Write out the records beneath this line exactly as they appear, minus any images.

Point labeling dataset excerpts:
* * * * * * * * *

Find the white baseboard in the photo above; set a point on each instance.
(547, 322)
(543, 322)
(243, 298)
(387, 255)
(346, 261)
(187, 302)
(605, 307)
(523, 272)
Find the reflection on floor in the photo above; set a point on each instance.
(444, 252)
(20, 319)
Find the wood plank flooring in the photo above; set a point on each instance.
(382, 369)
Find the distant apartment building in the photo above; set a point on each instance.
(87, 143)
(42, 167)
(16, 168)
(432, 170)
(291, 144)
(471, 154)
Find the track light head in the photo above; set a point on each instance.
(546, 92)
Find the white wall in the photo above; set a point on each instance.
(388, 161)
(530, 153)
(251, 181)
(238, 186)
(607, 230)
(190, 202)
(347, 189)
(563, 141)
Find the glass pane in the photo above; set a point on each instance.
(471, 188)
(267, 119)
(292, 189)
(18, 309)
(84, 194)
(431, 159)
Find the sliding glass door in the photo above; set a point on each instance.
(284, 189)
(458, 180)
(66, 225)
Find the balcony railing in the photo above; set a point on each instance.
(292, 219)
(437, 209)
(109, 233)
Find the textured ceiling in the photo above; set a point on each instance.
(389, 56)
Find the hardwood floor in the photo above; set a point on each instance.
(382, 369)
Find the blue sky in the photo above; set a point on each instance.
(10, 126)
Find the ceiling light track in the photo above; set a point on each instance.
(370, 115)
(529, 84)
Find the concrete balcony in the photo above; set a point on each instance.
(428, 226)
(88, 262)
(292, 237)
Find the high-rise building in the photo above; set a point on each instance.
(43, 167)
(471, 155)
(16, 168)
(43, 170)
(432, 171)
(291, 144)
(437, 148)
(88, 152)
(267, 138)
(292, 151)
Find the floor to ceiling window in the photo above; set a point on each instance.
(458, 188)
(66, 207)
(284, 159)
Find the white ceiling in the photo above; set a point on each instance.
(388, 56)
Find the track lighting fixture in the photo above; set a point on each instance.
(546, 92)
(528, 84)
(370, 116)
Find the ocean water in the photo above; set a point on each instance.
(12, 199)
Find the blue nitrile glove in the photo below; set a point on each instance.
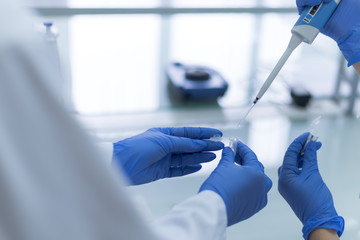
(165, 152)
(305, 191)
(243, 186)
(343, 26)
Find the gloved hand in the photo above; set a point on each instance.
(165, 152)
(242, 187)
(305, 191)
(343, 26)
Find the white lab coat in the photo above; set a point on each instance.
(53, 182)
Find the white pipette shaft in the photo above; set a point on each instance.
(294, 43)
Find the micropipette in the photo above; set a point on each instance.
(308, 26)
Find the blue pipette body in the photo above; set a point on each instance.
(308, 26)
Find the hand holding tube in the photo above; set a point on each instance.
(243, 187)
(165, 152)
(305, 191)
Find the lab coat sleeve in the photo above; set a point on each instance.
(106, 149)
(201, 217)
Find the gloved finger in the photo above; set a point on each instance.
(248, 157)
(187, 145)
(292, 153)
(301, 4)
(182, 160)
(191, 132)
(181, 171)
(310, 156)
(227, 157)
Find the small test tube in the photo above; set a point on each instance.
(311, 136)
(232, 141)
(233, 144)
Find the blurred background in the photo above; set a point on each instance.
(115, 57)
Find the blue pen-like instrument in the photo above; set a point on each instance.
(308, 26)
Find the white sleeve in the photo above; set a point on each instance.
(106, 149)
(201, 217)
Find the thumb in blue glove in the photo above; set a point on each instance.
(305, 191)
(243, 186)
(165, 152)
(343, 26)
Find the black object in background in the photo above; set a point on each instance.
(193, 82)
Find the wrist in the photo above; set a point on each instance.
(350, 47)
(335, 223)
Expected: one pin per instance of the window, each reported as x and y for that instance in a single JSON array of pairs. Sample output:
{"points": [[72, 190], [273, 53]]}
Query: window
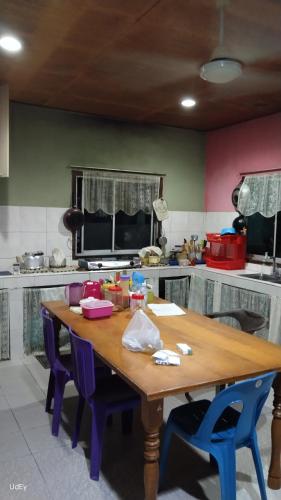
{"points": [[260, 201], [260, 235], [118, 211]]}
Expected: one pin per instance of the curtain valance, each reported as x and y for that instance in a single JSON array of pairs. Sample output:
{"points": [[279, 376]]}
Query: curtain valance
{"points": [[114, 191], [260, 193]]}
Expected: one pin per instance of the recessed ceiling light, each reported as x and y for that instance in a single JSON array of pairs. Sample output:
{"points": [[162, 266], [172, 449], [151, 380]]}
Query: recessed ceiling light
{"points": [[188, 102], [10, 43]]}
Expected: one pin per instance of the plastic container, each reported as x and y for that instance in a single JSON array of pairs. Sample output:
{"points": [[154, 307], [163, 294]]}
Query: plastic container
{"points": [[137, 302], [73, 293], [92, 289], [226, 252], [124, 284], [98, 309], [115, 294]]}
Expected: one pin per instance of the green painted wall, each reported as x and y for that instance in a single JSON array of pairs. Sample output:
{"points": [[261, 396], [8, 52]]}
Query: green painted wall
{"points": [[43, 142]]}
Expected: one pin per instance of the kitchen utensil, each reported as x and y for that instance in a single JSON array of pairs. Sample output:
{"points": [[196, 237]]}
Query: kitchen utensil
{"points": [[91, 289], [73, 219], [57, 258], [73, 293], [53, 263], [32, 260]]}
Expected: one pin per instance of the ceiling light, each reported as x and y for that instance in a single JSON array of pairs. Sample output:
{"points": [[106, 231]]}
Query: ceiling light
{"points": [[10, 43], [188, 102], [221, 70]]}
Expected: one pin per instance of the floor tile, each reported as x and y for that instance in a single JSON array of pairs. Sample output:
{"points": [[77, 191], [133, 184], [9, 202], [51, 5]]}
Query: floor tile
{"points": [[40, 438], [12, 445], [33, 415], [4, 405], [22, 471], [8, 422]]}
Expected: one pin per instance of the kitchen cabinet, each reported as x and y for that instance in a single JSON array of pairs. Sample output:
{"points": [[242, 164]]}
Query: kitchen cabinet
{"points": [[206, 298], [4, 325]]}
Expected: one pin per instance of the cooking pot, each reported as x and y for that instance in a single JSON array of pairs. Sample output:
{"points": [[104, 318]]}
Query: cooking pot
{"points": [[32, 260]]}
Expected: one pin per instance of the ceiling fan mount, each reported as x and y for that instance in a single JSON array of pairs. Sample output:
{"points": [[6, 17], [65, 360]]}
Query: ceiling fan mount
{"points": [[220, 68]]}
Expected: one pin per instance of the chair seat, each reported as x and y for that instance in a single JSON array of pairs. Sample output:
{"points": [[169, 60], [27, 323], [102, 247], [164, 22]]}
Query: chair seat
{"points": [[66, 361], [190, 416], [112, 390]]}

* * * * * * * * *

-- Right answer --
Find the white baseboard in the photo above; set a point on each instance.
(547, 322)
(543, 322)
(243, 298)
(387, 255)
(346, 261)
(187, 302)
(605, 307)
(523, 272)
Find the reflection on floor in the photo above; set a point on each instance.
(444, 252)
(20, 319)
Find the wood plank flooring in the photo above; set a point on each instance.
(382, 369)
Find the distant apartment building in the photo above; set a point on each instance.
(87, 143)
(42, 167)
(16, 168)
(432, 170)
(291, 144)
(471, 154)
Find the track light head in the photo above; set a point on each instance.
(546, 92)
Find the white wall in the photo above; set a point on each instance.
(388, 161)
(530, 153)
(251, 181)
(238, 186)
(607, 230)
(190, 202)
(347, 189)
(563, 141)
Find the glass pane in the photo above; set a point on each instance.
(471, 188)
(267, 119)
(292, 189)
(18, 309)
(84, 194)
(431, 159)
Find the sliding glass door in the photo above; set a point on each instance.
(284, 189)
(458, 180)
(66, 225)
Find the balcony railing in the photo above; set a point on each instance.
(292, 219)
(437, 209)
(109, 233)
Find the textured ceiling in the photo above; set a point on each instance.
(389, 56)
Find the hardwood floor in the photo above; set a point on each instance.
(382, 369)
Find the blue sky in the photo above; set a point on each instance.
(10, 126)
Find the ceiling light track in the photo above; set a point on each instance.
(370, 115)
(529, 84)
Find the concrete balcony in the photo above; set a point on each instance.
(428, 226)
(88, 262)
(292, 237)
Find the high-rise building in the photo above; set a point on each instance.
(43, 167)
(471, 155)
(16, 168)
(43, 170)
(432, 171)
(291, 144)
(437, 148)
(88, 152)
(267, 138)
(292, 151)
Find the floor to ceiling window in the photo above; set a point on each instance.
(458, 188)
(66, 207)
(284, 159)
Find the white ceiling in the photo above; set a point on each instance.
(388, 56)
Find the track lighting fixture in the photo above; set a point on each instance.
(546, 92)
(528, 84)
(370, 116)
Find the ocean water in the photo above; set a point on each instance.
(12, 199)
Find the blue nitrile glove in the photo below; set a point on each instance.
(165, 152)
(305, 191)
(243, 186)
(343, 26)
Find the gloved hand in the photo above; set a point on each instance.
(165, 152)
(242, 187)
(305, 191)
(343, 26)
Find the white lab coat in the photo above; set a point on each instance.
(53, 182)
Find the white pipette shaft in the photo above; set a point on each instance.
(294, 43)
Find the micropipette in the photo above; set a point on each instance.
(308, 26)
Find the blue pipette body in the photo above; set a point on each instance.
(308, 26)
Find the hand holding tube in the photo above; set a point on each instance.
(243, 187)
(165, 152)
(305, 191)
Find the lab coat sleeve in the photo above; set a point on each instance.
(106, 149)
(201, 217)
Find the gloved finger in the photo above; set a point on each instance.
(248, 157)
(187, 145)
(292, 153)
(301, 4)
(182, 160)
(191, 132)
(181, 171)
(310, 156)
(227, 157)
Find the small test tube in the photo above; set a point on each instance.
(311, 136)
(232, 141)
(233, 144)
Find the blurred background in the photo above; set a point on each instance.
(115, 57)
Find the blue pen-like instrument in the photo above; set a point on each instance.
(308, 26)
Find the white sleeve in the photo above; set a point on each instance.
(106, 149)
(201, 217)
Find the thumb in blue glove in the photo above; set a point on each instance.
(305, 191)
(243, 186)
(165, 152)
(343, 26)
Find the black object in background in the photo above; set a point on each instance.
(193, 82)
Find the wrist in the photo above; set a point on each instance.
(350, 47)
(335, 223)
Expected: one pin per instance of the window, each reported as x and y for that instance in a single JSON array of pairs. Sample output:
{"points": [[72, 190], [273, 53]]}
Query: window
{"points": [[260, 201], [260, 235], [118, 211]]}
Expected: one pin per instance of the curtain valance, each reported as x and y for that instance in a single JSON array of pairs. Sample output:
{"points": [[279, 376]]}
Query: curtain valance
{"points": [[114, 191], [260, 193]]}
Expected: one pin per instance of the recessed ceiling light, each reported as x and y for that instance in a single JSON array of pairs. Sample output:
{"points": [[162, 266], [172, 449], [151, 380]]}
Query: recessed ceiling light
{"points": [[188, 102], [10, 43]]}
Expected: one pin per instance of the plastic container, each reported as x and y for that instance in a single JSON array of pairs. Sample output:
{"points": [[154, 307], [163, 294]]}
Query: plastic container
{"points": [[137, 302], [73, 293], [92, 289], [226, 252], [124, 284], [98, 309], [115, 294]]}
Expected: one pin per instance of the green painted wall, each reported as x and y for that instance in a single JSON array of pairs. Sample output:
{"points": [[261, 396], [8, 52]]}
Query: green painted wall
{"points": [[43, 142]]}
Expected: one pin per instance of the kitchen utensil, each reported as x and y for that instance in a single JSON array of pairs. Sample output:
{"points": [[196, 237]]}
Query: kitchen utensil
{"points": [[91, 289], [73, 219], [57, 258], [73, 293], [53, 263], [32, 260]]}
Expected: one pin per instance of the ceiling light, each reported as x and y for that instance in a single JSON array of pairs. Sample output:
{"points": [[106, 231]]}
Query: ceiling light
{"points": [[10, 43], [188, 102], [221, 70]]}
Expected: one pin per instance of the floor tile, each reported as x and y for that instance in a single JSON array of pairs. Sample output:
{"points": [[77, 191], [133, 184], [9, 202], [51, 5]]}
Query: floor tile
{"points": [[40, 438], [12, 445], [33, 415], [4, 405], [22, 471], [8, 422]]}
Expected: one pin per instance of the kitchen cabinet, each reported as x and y for that instance in a single JSON array of pairs. Sample output:
{"points": [[242, 164]]}
Query: kitchen cabinet
{"points": [[206, 298], [4, 325]]}
Expected: one pin per instance of the cooking pot, each reported as x and y for that instance in a single JSON array of pairs. Sample output:
{"points": [[104, 318]]}
Query: cooking pot
{"points": [[32, 260]]}
Expected: one pin per instance of the ceiling fan mount, each reported as x and y for that instance in a single JSON array of pairs. Sample output:
{"points": [[6, 17], [65, 360]]}
Query: ceiling fan mount
{"points": [[220, 68]]}
Expected: one pin per instance of the chair seat, each reported as x and y for that instance in a single JSON array of pairs. Sample output:
{"points": [[169, 60], [27, 323], [102, 247], [164, 22]]}
Query: chair seat
{"points": [[66, 361], [190, 416], [112, 390]]}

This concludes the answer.